(Dataset items)
•••
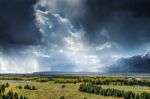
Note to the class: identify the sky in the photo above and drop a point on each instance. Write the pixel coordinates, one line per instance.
(74, 35)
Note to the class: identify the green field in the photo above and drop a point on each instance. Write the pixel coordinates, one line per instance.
(51, 88)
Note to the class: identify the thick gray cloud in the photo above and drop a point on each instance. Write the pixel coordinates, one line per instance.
(127, 22)
(17, 23)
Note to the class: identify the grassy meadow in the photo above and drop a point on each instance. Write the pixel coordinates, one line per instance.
(52, 88)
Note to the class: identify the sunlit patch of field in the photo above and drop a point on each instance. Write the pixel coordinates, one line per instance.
(51, 90)
(136, 89)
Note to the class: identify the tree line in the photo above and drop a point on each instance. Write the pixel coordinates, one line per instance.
(89, 88)
(121, 82)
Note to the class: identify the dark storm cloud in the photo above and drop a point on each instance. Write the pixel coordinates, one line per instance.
•••
Pictures are to be left out; the records above must be repeated word for word.

- CORRECT RESPONSE:
Note to the class: identify the sky in the photo above and drop a point on each instance. Write the pixel coordinates, one line per instance.
(74, 35)
Note to the class: identify the green field in the photo above and drop a point on each instance. Write the pixel coordinates, one line per instance.
(51, 88)
Note to the class: identify the thick gray cloud in the photo above and drop a point on each instance. Write the pixel coordinates, one line per instance.
(127, 22)
(17, 23)
Note to the class: identify the grassy meadow in the photo above and drop a point on each instance. Write the pixel coordinates, one line per instance.
(52, 88)
Note to the class: identify the sunlit patch of field in the photo above and drop a point on each instance. Write the pixel coordinates, one line per instance.
(51, 90)
(136, 89)
Note to the class: identify the tree line in the photo above and drop a point on each instance. Write the pixel coordinates, one line per instance.
(89, 88)
(121, 82)
Note to the class: identify the dark storm cloud in the photo above and drop a point on each instance. Write the pixel coordinates, one line per instance.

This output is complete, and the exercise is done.